[STATED TASK 1]
Please copy the sermon on the Kingdom of God word for word, from "- The kingdom" up to and including "of OT believers.".
[STATED TASK 2]
According to the sermon on the Kingdom of God, how many times in total does the word kingdom or the phrase kingdom of God or kingdom of heaven appear in the NT?

[SOURCE DOCUMENT]
Sermon by Daniel L. Sonnenberg | July 13, 2014 | Kingdom of God, Part 1
And after John had been taken into custody, Jesus came into Galilee, preaching the gospel of God, 15 and saying, “The time is fulfilled, and the kingdom of God is at hand; repent and believe in the gospel.”
This is the first sermon in a series on the Kingdom of God.
- The kingdom of God is the central theme of Jesus’ preaching and a principal theme in Scripture.
- The word kingdom, or the phrase kingdom of God, or kingdom of heaven, appears
- 51 times in the gospel of Matthew alone and
- a total of 121 times in the synoptic gospels,
- 3 times in John’s gospel, and
- 33 times in Acts and the Epistles, for a
- total of 157 times in the NT.
- The phrase itself doesn’t appear in the OT but impressions of God as king and of his kingly rule are pervasive throughout its pages.
- There is a general, eternal kingship or rule of God as creator, and there is an exclusive, covenant kingship or reign over his chosen people Israel.
- This covenant kingship was the hope of OT believers.
- Even when the nation was declining or in exile, the prophets promised that a time was coming when God would manifest himself as king.
- They promised a great future realized through the ministry of Messiah.

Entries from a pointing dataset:

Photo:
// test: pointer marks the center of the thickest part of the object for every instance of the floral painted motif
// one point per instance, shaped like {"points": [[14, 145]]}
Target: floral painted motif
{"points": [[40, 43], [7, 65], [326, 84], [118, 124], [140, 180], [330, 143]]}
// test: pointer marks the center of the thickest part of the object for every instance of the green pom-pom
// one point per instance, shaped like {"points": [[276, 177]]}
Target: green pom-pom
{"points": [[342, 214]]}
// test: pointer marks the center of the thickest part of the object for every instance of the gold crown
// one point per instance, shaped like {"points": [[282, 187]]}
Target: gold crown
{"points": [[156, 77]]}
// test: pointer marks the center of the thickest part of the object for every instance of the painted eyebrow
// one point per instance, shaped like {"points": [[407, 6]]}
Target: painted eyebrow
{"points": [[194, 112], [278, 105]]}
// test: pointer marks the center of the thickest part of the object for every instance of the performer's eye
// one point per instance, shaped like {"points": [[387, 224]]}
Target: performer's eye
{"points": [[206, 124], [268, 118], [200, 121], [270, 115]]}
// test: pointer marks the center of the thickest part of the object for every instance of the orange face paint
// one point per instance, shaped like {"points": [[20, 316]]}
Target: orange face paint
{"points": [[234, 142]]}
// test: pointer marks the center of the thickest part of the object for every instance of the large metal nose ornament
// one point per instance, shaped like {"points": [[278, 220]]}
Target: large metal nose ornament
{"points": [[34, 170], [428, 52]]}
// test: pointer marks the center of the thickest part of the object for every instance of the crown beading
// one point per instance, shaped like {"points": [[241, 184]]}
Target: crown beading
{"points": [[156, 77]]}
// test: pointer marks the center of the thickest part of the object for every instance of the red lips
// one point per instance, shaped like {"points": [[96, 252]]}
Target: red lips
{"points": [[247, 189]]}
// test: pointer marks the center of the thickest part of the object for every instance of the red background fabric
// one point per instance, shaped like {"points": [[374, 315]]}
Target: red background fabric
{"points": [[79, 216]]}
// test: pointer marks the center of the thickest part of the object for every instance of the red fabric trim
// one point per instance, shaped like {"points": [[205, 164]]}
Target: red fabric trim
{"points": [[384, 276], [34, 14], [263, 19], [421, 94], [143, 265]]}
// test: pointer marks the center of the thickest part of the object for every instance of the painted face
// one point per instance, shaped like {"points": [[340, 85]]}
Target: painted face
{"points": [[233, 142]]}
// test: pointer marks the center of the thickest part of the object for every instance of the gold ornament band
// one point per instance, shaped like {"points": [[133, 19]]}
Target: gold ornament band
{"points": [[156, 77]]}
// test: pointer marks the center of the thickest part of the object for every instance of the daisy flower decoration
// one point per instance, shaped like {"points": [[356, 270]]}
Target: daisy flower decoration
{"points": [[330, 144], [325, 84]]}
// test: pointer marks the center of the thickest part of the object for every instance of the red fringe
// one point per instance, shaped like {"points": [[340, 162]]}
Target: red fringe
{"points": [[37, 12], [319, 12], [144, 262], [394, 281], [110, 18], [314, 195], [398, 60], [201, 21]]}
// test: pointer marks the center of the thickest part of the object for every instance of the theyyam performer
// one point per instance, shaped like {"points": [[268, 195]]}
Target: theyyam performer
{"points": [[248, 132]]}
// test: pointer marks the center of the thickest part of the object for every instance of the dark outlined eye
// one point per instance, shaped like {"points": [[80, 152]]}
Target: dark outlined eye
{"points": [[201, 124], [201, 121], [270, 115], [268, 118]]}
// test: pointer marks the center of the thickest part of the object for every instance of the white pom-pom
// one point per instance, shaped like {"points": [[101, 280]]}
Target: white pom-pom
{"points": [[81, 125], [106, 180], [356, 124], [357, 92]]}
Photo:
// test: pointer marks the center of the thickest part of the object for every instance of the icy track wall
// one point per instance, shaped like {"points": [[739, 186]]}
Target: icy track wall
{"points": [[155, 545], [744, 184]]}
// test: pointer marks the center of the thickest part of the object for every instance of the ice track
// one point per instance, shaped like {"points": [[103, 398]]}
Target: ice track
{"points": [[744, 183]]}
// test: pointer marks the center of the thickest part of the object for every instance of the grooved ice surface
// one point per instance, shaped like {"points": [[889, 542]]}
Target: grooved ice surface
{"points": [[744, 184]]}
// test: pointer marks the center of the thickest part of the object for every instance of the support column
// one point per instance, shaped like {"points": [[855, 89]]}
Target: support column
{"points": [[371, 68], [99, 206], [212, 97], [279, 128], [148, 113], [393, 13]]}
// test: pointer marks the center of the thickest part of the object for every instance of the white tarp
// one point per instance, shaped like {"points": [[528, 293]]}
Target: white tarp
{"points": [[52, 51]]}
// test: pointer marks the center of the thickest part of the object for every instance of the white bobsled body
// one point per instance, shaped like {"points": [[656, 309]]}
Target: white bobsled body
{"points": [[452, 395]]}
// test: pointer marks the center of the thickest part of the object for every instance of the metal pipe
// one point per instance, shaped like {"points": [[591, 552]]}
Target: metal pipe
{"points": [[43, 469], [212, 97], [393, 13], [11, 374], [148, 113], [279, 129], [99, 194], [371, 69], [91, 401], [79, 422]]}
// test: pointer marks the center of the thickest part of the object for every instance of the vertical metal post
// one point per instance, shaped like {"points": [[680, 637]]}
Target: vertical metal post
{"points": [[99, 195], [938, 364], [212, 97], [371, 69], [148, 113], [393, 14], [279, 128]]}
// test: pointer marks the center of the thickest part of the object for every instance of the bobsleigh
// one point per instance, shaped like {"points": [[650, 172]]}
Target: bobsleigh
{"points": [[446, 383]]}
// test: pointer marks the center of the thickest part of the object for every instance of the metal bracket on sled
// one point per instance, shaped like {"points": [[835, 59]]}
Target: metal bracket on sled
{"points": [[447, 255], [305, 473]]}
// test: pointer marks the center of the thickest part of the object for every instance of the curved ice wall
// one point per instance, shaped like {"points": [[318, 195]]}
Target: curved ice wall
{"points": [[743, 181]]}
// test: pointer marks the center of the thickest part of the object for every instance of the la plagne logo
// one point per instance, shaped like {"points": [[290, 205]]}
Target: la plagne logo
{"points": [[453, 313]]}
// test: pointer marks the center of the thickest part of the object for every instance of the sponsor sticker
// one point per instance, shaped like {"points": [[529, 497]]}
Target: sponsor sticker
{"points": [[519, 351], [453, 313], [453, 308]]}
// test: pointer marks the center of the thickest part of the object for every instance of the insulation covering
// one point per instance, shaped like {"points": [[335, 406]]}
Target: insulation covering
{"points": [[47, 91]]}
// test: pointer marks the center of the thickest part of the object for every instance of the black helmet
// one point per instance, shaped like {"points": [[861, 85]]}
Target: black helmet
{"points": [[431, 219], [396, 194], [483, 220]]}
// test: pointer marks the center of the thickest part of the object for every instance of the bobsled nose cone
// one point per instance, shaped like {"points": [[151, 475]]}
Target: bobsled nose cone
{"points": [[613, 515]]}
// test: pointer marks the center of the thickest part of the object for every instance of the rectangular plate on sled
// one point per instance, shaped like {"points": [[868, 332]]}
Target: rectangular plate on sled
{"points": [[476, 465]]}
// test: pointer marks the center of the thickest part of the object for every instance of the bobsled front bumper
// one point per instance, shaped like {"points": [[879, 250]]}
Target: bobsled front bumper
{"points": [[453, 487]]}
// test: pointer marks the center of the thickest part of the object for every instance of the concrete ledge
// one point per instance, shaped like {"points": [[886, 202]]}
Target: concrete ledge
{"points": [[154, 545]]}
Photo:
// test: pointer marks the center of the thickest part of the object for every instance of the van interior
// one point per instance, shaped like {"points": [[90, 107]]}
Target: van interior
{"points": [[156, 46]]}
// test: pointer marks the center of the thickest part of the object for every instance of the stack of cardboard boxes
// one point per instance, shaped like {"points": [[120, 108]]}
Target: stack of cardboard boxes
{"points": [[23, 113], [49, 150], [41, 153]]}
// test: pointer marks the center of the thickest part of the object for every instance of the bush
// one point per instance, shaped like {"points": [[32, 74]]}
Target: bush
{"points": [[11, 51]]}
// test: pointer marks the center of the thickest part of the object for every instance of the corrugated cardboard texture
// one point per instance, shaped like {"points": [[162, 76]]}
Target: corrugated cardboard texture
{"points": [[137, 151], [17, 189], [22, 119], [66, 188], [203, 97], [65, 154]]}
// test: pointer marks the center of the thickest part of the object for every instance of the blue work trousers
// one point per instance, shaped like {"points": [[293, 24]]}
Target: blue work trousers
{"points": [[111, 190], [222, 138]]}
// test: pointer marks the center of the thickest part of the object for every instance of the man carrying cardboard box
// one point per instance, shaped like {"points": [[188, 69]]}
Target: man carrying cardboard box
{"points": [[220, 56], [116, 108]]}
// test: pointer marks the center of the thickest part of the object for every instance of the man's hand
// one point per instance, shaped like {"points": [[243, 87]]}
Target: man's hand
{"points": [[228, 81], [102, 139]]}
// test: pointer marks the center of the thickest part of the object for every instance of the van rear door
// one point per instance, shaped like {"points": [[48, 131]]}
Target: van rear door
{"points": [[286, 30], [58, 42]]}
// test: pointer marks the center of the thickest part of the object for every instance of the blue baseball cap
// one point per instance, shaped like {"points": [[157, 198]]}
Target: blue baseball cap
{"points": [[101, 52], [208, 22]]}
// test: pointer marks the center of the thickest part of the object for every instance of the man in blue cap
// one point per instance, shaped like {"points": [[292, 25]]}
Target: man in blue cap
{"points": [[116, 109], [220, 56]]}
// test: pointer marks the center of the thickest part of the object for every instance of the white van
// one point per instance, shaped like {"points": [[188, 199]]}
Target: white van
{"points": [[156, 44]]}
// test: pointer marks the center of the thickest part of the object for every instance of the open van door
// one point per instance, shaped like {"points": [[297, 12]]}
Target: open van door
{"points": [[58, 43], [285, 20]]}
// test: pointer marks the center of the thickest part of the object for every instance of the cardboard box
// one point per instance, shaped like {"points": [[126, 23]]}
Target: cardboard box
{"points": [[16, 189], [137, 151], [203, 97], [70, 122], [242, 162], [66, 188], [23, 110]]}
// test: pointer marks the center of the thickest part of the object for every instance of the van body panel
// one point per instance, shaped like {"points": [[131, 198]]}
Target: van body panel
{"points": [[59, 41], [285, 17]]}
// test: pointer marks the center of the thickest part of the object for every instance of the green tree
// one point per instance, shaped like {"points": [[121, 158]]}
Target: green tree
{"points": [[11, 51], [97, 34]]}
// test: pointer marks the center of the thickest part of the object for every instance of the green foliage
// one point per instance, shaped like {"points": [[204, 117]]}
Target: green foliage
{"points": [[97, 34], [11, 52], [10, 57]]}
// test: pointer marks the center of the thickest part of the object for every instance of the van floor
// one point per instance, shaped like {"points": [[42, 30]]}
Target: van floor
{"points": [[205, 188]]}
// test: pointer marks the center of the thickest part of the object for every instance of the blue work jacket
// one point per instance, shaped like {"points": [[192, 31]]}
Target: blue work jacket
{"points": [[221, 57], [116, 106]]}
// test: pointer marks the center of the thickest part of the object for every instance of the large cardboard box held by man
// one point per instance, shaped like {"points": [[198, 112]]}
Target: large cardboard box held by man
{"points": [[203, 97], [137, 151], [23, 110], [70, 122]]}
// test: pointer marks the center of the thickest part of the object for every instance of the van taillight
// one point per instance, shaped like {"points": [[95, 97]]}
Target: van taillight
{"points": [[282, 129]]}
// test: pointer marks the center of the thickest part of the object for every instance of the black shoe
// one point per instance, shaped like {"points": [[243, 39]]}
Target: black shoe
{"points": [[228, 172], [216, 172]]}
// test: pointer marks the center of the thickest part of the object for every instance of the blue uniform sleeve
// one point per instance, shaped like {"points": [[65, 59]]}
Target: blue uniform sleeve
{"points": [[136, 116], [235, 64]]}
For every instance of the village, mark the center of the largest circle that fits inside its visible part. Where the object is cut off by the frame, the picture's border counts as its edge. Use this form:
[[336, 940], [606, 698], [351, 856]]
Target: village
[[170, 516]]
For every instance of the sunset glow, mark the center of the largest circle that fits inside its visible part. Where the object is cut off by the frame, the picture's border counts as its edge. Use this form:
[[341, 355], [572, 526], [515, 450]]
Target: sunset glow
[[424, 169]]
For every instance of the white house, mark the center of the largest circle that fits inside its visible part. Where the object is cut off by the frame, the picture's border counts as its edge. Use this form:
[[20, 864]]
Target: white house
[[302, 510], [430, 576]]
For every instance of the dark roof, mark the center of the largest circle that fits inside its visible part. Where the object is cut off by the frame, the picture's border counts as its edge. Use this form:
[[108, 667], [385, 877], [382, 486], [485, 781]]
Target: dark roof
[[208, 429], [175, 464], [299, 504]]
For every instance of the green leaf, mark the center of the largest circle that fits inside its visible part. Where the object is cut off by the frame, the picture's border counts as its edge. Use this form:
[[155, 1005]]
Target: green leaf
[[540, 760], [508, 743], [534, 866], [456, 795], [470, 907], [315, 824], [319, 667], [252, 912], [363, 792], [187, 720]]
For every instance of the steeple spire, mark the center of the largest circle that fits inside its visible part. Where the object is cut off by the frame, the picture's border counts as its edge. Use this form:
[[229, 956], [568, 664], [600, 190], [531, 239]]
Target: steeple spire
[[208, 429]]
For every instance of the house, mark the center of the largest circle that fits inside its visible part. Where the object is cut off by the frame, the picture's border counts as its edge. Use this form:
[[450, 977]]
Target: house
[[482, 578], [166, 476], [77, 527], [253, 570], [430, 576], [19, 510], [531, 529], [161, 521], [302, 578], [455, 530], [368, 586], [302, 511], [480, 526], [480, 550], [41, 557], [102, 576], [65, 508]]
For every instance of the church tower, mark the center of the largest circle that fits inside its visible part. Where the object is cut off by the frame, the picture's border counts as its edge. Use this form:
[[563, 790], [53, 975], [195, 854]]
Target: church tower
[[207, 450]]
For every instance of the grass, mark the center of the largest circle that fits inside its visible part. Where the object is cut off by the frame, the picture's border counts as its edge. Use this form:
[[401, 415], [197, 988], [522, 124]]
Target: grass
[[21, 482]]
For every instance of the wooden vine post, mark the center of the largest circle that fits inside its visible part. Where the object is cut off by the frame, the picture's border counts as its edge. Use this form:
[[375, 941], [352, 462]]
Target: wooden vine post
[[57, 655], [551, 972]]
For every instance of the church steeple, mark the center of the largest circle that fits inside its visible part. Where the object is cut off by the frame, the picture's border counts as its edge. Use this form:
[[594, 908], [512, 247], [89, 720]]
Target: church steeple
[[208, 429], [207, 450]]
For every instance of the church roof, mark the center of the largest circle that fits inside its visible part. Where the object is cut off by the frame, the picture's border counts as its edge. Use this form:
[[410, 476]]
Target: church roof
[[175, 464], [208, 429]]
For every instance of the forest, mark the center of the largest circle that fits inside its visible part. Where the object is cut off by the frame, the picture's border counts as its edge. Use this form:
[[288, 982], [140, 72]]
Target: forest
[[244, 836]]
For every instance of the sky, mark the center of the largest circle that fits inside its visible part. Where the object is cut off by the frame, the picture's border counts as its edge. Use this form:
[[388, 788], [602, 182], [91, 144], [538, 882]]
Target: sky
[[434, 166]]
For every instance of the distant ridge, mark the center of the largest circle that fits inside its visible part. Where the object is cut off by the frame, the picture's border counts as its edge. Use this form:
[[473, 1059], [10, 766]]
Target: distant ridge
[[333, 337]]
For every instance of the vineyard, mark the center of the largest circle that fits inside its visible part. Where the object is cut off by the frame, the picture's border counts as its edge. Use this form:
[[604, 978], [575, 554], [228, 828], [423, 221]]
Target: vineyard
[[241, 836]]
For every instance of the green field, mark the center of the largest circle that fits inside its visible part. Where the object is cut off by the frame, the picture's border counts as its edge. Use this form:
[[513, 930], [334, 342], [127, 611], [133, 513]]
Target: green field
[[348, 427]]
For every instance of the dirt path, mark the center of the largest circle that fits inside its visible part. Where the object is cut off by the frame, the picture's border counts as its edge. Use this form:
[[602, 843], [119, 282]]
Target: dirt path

[TASK RESPONSE 1]
- The kingdom of God is the central theme of Jesus’ preaching and a principal theme in Scripture.
- The word kingdom, or the phrase kingdom of God, or kingdom of heaven, appears
- 51 times in the gospel of Matthew alone and
- a total of 121 times in the synoptic gospels,
- 3 times in John’s gospel, and
- 33 times in Acts and the Epistles, for a
- total of 157 times in the NT.
- The phrase itself doesn’t appear in the OT but impressions of God as king and of his kingly rule are pervasive throughout its pages.
- There is a general, eternal kingship or rule of God as creator, and there is an exclusive, covenant kingship or reign over his chosen people Israel.
- This covenant kingship was the hope of OT believers.

[TASK RESPONSE 2]
157 times.